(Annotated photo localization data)
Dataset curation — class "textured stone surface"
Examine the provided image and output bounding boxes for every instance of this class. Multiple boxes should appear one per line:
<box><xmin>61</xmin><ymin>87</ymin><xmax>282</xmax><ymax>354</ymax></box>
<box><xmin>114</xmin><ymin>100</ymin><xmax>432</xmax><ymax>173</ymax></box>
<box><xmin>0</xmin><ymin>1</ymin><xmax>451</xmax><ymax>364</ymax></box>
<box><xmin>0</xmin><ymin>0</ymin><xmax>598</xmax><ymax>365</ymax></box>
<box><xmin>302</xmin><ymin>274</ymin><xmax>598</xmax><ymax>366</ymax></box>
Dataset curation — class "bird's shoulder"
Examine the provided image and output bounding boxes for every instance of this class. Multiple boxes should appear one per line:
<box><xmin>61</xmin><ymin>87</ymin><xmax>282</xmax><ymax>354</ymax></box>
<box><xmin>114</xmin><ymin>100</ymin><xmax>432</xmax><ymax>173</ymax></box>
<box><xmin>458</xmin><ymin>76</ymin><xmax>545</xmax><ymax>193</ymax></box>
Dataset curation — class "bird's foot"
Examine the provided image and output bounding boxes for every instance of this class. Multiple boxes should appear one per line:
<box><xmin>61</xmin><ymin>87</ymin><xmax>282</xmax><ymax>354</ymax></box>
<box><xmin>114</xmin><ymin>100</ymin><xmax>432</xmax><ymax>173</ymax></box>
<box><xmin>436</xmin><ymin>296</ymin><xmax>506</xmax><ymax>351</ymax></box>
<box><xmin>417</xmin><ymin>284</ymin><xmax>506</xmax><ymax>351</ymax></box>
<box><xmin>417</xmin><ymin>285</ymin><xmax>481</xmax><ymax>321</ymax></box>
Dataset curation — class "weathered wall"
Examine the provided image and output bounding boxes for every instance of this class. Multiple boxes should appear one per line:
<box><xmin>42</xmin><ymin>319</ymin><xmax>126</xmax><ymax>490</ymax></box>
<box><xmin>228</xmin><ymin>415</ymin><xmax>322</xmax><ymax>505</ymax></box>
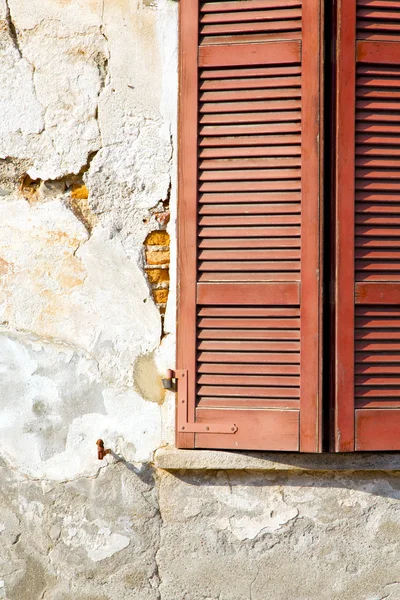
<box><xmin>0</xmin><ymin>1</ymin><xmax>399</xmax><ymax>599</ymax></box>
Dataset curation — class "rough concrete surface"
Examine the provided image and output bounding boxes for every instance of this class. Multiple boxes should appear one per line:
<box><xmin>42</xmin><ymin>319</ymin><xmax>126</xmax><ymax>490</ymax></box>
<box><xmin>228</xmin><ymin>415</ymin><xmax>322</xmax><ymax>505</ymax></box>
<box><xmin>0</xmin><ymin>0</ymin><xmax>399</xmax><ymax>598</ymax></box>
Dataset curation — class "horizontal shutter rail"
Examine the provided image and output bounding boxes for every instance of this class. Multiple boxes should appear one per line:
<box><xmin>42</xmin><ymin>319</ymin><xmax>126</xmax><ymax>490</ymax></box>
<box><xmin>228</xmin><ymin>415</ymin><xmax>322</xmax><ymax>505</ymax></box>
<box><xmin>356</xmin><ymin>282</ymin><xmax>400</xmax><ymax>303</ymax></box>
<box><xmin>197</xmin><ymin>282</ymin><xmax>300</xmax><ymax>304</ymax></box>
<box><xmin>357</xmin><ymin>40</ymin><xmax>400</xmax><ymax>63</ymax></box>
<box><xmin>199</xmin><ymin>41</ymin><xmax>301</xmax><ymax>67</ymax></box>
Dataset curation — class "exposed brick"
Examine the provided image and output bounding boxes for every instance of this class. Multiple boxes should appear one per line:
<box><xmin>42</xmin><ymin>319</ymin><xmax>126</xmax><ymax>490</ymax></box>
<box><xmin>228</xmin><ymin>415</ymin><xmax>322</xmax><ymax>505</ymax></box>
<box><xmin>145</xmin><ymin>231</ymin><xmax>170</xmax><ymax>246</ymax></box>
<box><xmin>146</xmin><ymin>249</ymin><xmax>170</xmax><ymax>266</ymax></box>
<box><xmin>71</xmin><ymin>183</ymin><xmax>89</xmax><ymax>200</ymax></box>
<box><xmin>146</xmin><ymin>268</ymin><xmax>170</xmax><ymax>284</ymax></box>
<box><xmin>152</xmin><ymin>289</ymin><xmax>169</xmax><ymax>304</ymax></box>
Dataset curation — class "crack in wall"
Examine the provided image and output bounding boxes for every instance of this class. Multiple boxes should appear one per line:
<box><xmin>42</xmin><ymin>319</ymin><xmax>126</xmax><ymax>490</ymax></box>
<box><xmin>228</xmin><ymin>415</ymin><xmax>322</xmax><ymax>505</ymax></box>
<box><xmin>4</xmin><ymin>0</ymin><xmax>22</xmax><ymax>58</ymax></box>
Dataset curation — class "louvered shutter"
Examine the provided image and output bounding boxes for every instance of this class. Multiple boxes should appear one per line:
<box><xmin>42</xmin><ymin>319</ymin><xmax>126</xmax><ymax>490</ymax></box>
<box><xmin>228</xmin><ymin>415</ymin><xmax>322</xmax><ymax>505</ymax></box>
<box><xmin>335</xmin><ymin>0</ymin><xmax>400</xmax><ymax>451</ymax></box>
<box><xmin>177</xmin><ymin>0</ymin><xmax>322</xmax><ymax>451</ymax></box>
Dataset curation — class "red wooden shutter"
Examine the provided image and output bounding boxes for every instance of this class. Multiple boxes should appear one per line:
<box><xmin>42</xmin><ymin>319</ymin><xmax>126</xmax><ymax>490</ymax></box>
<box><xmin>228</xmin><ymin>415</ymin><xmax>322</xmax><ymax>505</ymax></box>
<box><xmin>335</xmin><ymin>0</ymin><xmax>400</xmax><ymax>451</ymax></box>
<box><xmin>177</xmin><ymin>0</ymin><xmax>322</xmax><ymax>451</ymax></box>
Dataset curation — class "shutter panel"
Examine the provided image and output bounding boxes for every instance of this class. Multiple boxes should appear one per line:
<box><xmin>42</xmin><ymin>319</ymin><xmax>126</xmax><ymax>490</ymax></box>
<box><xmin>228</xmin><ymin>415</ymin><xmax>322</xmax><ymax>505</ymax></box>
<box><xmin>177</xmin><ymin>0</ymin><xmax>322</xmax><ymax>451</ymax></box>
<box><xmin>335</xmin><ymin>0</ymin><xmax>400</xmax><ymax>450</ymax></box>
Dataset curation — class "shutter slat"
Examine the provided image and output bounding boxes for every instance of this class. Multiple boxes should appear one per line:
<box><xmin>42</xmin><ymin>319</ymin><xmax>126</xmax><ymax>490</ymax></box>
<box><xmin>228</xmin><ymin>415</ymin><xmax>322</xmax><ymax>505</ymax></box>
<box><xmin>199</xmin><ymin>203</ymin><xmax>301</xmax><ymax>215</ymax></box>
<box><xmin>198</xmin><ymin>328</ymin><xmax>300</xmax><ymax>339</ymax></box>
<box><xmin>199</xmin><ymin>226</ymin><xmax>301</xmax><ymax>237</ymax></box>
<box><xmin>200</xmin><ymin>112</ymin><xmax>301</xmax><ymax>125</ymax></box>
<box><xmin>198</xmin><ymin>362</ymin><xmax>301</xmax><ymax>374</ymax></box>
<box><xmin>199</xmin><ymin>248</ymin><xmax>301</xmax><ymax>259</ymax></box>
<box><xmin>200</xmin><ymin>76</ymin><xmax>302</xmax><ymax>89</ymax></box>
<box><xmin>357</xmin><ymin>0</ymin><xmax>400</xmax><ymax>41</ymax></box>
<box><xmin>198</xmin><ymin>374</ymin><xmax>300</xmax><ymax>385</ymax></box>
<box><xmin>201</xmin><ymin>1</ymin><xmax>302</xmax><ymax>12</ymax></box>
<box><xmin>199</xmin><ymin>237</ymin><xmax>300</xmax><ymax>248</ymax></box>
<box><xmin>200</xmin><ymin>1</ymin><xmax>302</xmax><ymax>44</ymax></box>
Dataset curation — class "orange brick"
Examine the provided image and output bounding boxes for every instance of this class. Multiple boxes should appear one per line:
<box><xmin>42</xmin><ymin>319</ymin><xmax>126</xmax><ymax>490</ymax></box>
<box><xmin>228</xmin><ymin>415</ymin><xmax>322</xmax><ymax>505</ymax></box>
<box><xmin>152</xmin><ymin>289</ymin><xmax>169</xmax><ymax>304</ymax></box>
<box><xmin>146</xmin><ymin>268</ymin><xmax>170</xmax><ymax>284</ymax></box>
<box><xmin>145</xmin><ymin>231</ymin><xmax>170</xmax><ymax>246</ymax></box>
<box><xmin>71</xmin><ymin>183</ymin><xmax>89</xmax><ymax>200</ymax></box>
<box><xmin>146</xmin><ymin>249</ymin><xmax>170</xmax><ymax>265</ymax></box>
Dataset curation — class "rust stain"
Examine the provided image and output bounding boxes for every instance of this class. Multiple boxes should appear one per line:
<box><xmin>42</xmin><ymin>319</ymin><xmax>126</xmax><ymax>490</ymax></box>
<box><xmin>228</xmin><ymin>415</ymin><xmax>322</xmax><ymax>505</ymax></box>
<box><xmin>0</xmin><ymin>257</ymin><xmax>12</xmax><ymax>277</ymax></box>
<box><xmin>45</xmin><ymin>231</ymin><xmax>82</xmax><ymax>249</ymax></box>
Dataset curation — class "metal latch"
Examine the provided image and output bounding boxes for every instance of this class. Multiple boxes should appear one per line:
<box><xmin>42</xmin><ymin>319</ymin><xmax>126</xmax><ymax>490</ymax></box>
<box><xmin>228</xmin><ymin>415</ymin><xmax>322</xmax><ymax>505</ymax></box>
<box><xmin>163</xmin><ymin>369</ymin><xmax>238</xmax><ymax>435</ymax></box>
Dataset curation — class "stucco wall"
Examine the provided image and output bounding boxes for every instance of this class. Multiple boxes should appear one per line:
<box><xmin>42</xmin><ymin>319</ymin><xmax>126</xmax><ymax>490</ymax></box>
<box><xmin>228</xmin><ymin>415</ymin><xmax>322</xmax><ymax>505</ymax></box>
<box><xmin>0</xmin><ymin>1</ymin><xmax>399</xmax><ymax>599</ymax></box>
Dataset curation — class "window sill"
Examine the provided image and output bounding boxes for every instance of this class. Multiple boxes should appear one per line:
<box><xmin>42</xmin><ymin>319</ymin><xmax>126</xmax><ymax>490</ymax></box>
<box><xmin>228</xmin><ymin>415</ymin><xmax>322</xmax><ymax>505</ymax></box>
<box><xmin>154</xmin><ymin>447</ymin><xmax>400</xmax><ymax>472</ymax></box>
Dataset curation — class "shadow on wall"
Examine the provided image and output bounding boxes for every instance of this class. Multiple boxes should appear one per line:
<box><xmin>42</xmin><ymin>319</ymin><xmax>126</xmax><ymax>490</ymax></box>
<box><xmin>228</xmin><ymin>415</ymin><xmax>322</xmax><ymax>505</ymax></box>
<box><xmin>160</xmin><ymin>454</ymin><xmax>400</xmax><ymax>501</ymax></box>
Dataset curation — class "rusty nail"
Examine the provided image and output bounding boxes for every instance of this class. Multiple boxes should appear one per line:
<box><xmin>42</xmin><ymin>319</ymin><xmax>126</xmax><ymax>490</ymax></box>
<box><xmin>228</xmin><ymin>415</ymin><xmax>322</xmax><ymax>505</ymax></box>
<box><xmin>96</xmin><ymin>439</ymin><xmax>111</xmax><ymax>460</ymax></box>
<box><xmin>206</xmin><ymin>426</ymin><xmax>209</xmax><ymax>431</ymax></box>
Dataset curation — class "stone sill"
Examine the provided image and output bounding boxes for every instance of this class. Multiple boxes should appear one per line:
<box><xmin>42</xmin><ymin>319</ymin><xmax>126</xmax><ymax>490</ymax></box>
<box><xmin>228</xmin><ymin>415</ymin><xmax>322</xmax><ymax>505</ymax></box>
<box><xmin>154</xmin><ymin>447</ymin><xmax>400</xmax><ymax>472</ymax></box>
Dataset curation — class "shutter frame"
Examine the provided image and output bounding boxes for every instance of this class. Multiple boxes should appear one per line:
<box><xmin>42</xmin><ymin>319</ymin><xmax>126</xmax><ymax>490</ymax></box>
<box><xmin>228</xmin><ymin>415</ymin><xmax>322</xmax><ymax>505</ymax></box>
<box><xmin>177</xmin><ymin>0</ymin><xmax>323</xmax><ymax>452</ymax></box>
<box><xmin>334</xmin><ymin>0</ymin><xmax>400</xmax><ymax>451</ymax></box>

§ Task goal:
What lines in the entries above hold "surface"? Copy every one.

§ Exercise output:
Dataset curation — class "textured stone surface"
Dataset curation — class "rough concrete surface"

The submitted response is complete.